— Consigna 1 —
Señala, copiándolas completas, todas las líneas del listado que contienen la cadena "wing". Se distinguen mayúsculas de minúsculas.

— Documento —
#####
ONCE UPON A TIME IN… HOLLYWOOD, de Quentin Tarantino

Modernidad sensorial

Es complicado hacer a toro pasado un texto sobre una película de la que corrieron ríos de tinta en su pase en Cannes en mayo y más tarde en su estreno en territorio nacional. Tres visionados completos y muchísimas lecturas posibles sobre la cinta me dejan la sensación de no haber conseguido ni arañar la superficie de una obra tan inabarcable. Pregunto a compañeros con criterio sobre desde dónde abordarían mi película favorita de 2019 y la que considero desde ya la obra capital de Quentin Tarantino. Me aconsejan que aborde la representación de la fragilidad masculina, el retrato de un cine decadente, del empoderamiento femenino, del final del verano del amor hippie, la reescritura del hecho histórico o de la creación y destrucción de los mitos. Tantos y tantos tropos se concentran en 161 minutos que uno no sabe por dónde empezar.

Mi cuarto visionado para escribir estas líneas reafirma lo inabarcable del discurso que hay dentro de Once Upon a Time in… Hollywood. Pero al final decido decantarme por lo básico y lo primario: la emoción. La emoción como elemento primario del cine, algo que ha reivindicado Tarantino como amante del cine de género y del cine espectáculo; algo que el cine moderno despreciaba: el disfrute emocional del séptimo arte y de su industria. Pienso en cómo esos pequeños momentos me han golpeado y me han hecho volver a querer ir a una sala de cine y experimentar durante la proyección que el tiempo no pase por ti, algo que Tarantino ha convertido en mantra.

El backlash que trajo el estreno de Once Upon a Time in… Hollywood nos trajo frases lapidarias y excesivas como: “es una película menor” y que “no pasa nada”. Opiniones respetables, todo es relativo. Pero sí: es una película sin apenas trama argumental y el relato per se prácticamente no existe. Tan pronto podemos ver a un actor de segunda ensayar su papel (en tiempo real), como a un cincuentón sin camiseta arreglando una antena en un tejado (en tiempo real), dando de comer a su perrete (en tiempo real) o conducir sin rumbo por las calles de Los Ángeles (sí, en tiempo real). Por si fuera poco, y en el colmo de lo contemplativo, y con evidentes ecos del Shirin de Kiarostami, podemos ver a una mujer en primer plano ver una proyección de la película que ella misma protagoniza. ¿Más? La actriz paseando por Hollywood y parándose a comprar un libro, la misma bailando en una fiesta en la Mansión Playboy, dos amigos viendo la televisión durante una larga secuencia en la que celebran el fin de su amistad tomando una cerveza. Tarantino maneja esos instantes con una mano maestra.
#####
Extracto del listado
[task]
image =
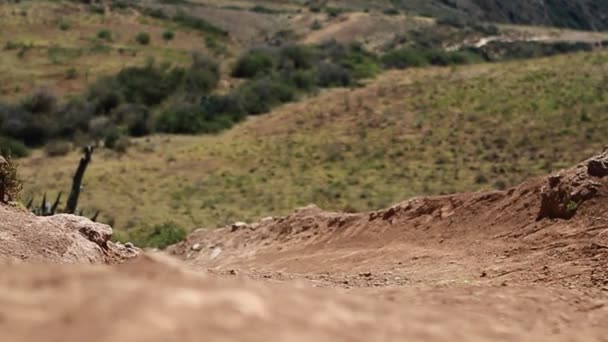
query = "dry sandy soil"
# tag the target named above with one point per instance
(526, 264)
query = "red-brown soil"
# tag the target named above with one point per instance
(526, 264)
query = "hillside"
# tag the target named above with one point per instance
(406, 133)
(516, 265)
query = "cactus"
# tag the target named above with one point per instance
(10, 185)
(77, 182)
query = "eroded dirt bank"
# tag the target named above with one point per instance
(529, 263)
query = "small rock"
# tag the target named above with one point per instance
(267, 219)
(238, 225)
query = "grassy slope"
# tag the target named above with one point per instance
(54, 51)
(416, 132)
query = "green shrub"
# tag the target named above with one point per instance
(305, 80)
(143, 38)
(148, 85)
(41, 101)
(297, 56)
(64, 25)
(333, 12)
(333, 75)
(404, 58)
(168, 35)
(71, 73)
(261, 95)
(184, 120)
(254, 63)
(391, 11)
(57, 148)
(262, 9)
(158, 236)
(104, 34)
(199, 24)
(13, 148)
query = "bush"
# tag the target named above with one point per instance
(158, 236)
(64, 25)
(261, 95)
(305, 80)
(41, 101)
(148, 85)
(136, 119)
(333, 75)
(297, 56)
(104, 34)
(262, 9)
(184, 120)
(57, 148)
(143, 38)
(333, 12)
(202, 77)
(71, 73)
(14, 148)
(404, 58)
(391, 11)
(199, 24)
(254, 63)
(168, 35)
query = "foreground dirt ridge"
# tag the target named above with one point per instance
(526, 264)
(554, 224)
(59, 239)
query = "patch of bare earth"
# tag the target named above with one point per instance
(526, 264)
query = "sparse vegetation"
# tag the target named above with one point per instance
(104, 34)
(143, 38)
(157, 236)
(10, 185)
(168, 35)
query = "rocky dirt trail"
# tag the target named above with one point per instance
(526, 264)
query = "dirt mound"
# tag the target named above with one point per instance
(551, 230)
(59, 239)
(152, 300)
(492, 266)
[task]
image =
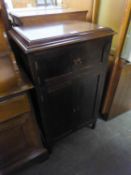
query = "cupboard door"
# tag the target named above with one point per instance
(85, 99)
(58, 111)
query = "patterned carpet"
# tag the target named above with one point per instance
(103, 151)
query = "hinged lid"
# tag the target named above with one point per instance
(45, 36)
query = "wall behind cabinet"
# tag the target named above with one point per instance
(110, 15)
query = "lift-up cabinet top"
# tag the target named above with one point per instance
(67, 63)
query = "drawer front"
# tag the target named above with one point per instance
(13, 107)
(58, 61)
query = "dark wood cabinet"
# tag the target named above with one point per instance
(68, 71)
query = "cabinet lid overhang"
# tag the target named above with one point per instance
(41, 37)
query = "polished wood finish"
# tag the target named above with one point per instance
(37, 17)
(20, 141)
(3, 40)
(68, 68)
(122, 98)
(32, 39)
(96, 4)
(7, 74)
(115, 75)
(15, 106)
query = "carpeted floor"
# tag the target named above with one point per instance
(103, 151)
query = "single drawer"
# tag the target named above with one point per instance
(55, 62)
(13, 107)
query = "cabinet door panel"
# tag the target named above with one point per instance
(66, 59)
(85, 99)
(58, 112)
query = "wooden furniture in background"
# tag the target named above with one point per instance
(89, 5)
(115, 74)
(68, 68)
(122, 98)
(20, 141)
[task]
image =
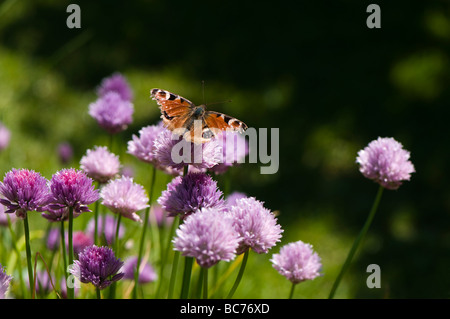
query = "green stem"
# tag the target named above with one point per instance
(165, 255)
(173, 275)
(291, 293)
(205, 283)
(188, 262)
(240, 274)
(357, 242)
(144, 230)
(116, 240)
(70, 290)
(63, 249)
(28, 249)
(14, 241)
(96, 218)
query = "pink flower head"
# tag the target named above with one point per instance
(208, 236)
(297, 262)
(72, 188)
(386, 162)
(100, 164)
(123, 196)
(23, 190)
(256, 225)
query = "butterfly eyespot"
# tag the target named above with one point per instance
(180, 113)
(207, 134)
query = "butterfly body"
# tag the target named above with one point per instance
(201, 125)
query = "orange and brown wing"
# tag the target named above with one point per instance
(175, 110)
(223, 122)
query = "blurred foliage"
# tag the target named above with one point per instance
(311, 68)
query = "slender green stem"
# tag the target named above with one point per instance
(205, 283)
(96, 218)
(144, 230)
(188, 262)
(70, 290)
(198, 289)
(28, 249)
(165, 255)
(63, 249)
(173, 275)
(240, 274)
(14, 241)
(291, 292)
(116, 239)
(357, 242)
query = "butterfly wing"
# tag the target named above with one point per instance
(175, 110)
(223, 122)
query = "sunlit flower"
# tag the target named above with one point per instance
(72, 188)
(100, 164)
(208, 236)
(234, 150)
(65, 152)
(386, 162)
(187, 194)
(23, 190)
(256, 225)
(297, 262)
(171, 150)
(97, 265)
(123, 196)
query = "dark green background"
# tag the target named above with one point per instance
(310, 68)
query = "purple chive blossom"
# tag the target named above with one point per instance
(234, 150)
(123, 196)
(233, 197)
(4, 217)
(106, 229)
(100, 164)
(256, 225)
(4, 282)
(5, 136)
(208, 236)
(173, 151)
(23, 190)
(58, 215)
(142, 146)
(159, 217)
(297, 262)
(65, 152)
(80, 242)
(187, 194)
(98, 266)
(112, 113)
(43, 283)
(386, 162)
(147, 273)
(72, 188)
(116, 83)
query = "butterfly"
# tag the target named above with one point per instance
(195, 122)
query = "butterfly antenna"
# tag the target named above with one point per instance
(203, 91)
(227, 101)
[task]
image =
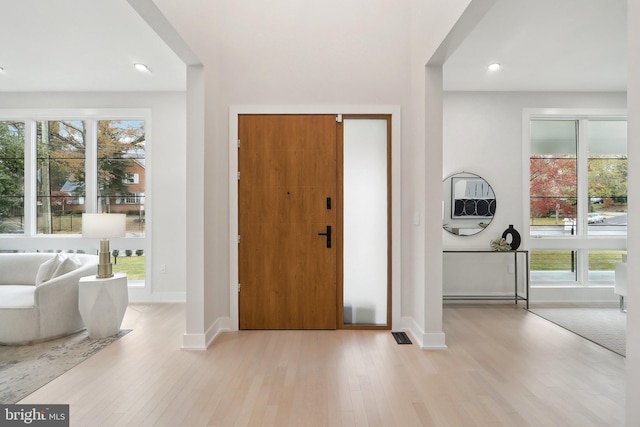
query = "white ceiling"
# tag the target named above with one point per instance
(82, 45)
(543, 45)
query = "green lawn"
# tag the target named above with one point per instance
(132, 265)
(561, 260)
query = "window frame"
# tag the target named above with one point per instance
(30, 241)
(582, 242)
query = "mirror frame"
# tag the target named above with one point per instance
(472, 209)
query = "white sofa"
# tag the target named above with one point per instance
(39, 295)
(620, 287)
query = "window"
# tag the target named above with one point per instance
(121, 168)
(11, 177)
(60, 176)
(577, 198)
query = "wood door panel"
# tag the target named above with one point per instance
(288, 169)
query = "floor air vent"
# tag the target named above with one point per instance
(401, 337)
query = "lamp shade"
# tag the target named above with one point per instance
(102, 226)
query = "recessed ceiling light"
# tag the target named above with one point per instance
(141, 67)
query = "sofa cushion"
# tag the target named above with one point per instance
(16, 296)
(47, 268)
(67, 265)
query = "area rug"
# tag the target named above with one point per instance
(606, 327)
(26, 368)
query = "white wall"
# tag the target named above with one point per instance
(633, 315)
(165, 180)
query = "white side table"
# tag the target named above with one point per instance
(102, 303)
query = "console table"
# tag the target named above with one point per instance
(516, 297)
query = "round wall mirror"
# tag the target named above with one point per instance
(468, 204)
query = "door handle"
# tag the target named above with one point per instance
(328, 236)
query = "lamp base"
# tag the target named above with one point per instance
(104, 261)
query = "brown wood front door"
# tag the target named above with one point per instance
(287, 195)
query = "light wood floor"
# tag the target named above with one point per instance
(504, 367)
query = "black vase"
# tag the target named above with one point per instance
(515, 237)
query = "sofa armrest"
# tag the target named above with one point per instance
(54, 290)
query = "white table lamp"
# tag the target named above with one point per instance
(104, 226)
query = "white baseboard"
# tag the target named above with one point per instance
(203, 341)
(139, 294)
(426, 341)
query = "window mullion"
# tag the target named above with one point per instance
(30, 178)
(91, 166)
(583, 181)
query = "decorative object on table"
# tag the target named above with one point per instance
(500, 245)
(515, 237)
(104, 226)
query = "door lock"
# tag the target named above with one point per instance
(328, 236)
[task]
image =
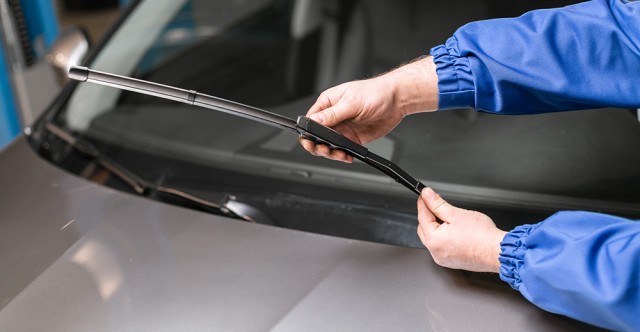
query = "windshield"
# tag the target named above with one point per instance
(279, 55)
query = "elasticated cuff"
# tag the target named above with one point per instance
(456, 87)
(512, 256)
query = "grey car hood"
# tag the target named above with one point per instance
(77, 256)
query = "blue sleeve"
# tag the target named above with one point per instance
(579, 264)
(576, 57)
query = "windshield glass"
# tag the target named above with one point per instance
(279, 55)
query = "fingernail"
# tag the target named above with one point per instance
(317, 117)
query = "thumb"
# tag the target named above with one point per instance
(440, 208)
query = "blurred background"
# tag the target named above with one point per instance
(29, 30)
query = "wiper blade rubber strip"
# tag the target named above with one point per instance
(302, 125)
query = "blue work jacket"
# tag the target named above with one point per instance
(579, 264)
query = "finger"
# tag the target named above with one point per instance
(440, 208)
(427, 221)
(334, 115)
(421, 236)
(321, 103)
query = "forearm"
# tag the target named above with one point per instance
(415, 86)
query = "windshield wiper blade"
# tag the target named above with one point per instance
(302, 125)
(230, 207)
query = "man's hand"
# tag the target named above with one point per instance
(366, 110)
(458, 238)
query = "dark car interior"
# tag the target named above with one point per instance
(516, 169)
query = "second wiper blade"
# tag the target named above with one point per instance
(302, 125)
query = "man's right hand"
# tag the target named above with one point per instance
(366, 110)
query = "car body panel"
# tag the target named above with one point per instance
(78, 256)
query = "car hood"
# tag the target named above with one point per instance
(77, 256)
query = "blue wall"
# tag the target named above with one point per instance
(42, 26)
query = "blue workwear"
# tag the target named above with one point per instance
(579, 264)
(577, 57)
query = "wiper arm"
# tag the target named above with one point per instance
(302, 126)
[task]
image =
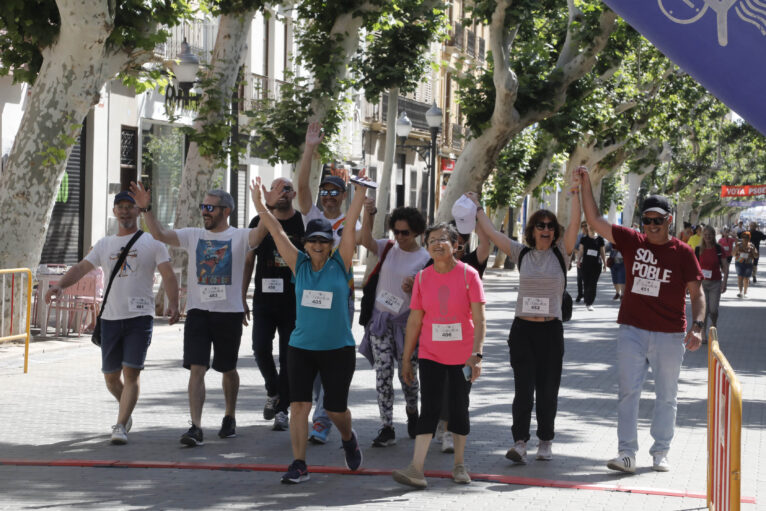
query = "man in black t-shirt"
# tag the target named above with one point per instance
(273, 299)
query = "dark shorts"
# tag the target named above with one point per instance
(222, 330)
(335, 367)
(124, 342)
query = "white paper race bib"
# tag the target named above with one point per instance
(272, 286)
(646, 287)
(317, 299)
(212, 293)
(448, 332)
(140, 304)
(390, 301)
(534, 305)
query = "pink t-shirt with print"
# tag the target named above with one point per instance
(446, 335)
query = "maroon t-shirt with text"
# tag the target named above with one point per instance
(655, 284)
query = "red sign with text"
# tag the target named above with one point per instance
(743, 191)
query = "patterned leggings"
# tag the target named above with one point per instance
(383, 354)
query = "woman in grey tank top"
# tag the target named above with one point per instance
(536, 340)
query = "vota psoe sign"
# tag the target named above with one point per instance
(743, 191)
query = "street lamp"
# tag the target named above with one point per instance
(426, 151)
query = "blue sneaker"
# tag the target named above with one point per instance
(296, 473)
(319, 433)
(353, 452)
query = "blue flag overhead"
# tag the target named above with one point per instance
(720, 43)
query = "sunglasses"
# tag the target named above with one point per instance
(541, 226)
(209, 207)
(659, 220)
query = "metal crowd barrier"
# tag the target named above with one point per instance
(724, 430)
(14, 308)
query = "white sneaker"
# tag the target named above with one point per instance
(518, 453)
(660, 463)
(623, 463)
(544, 451)
(448, 443)
(119, 435)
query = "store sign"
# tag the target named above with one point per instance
(743, 191)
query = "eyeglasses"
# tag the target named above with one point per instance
(657, 220)
(209, 207)
(541, 226)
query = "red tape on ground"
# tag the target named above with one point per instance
(495, 478)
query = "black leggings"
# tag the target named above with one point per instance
(436, 380)
(537, 355)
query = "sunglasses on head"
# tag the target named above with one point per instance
(541, 226)
(209, 207)
(658, 220)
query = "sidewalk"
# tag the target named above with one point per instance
#####
— Consigna 2 —
Enumera los enfoques que, según la reseña, le aconsejan los compañeros para abordar la película.

— Respuesta 1 —
query = "orange and brown wing"
query = "butterfly wing"

— Respuesta 2 —
- La representación de la fragilidad masculina
- El retrato de un cine decadente
- El empoderamiento femenino
- El final del verano del amor hippie
- La reescritura del hecho histórico
- La creación y destrucción de los mitos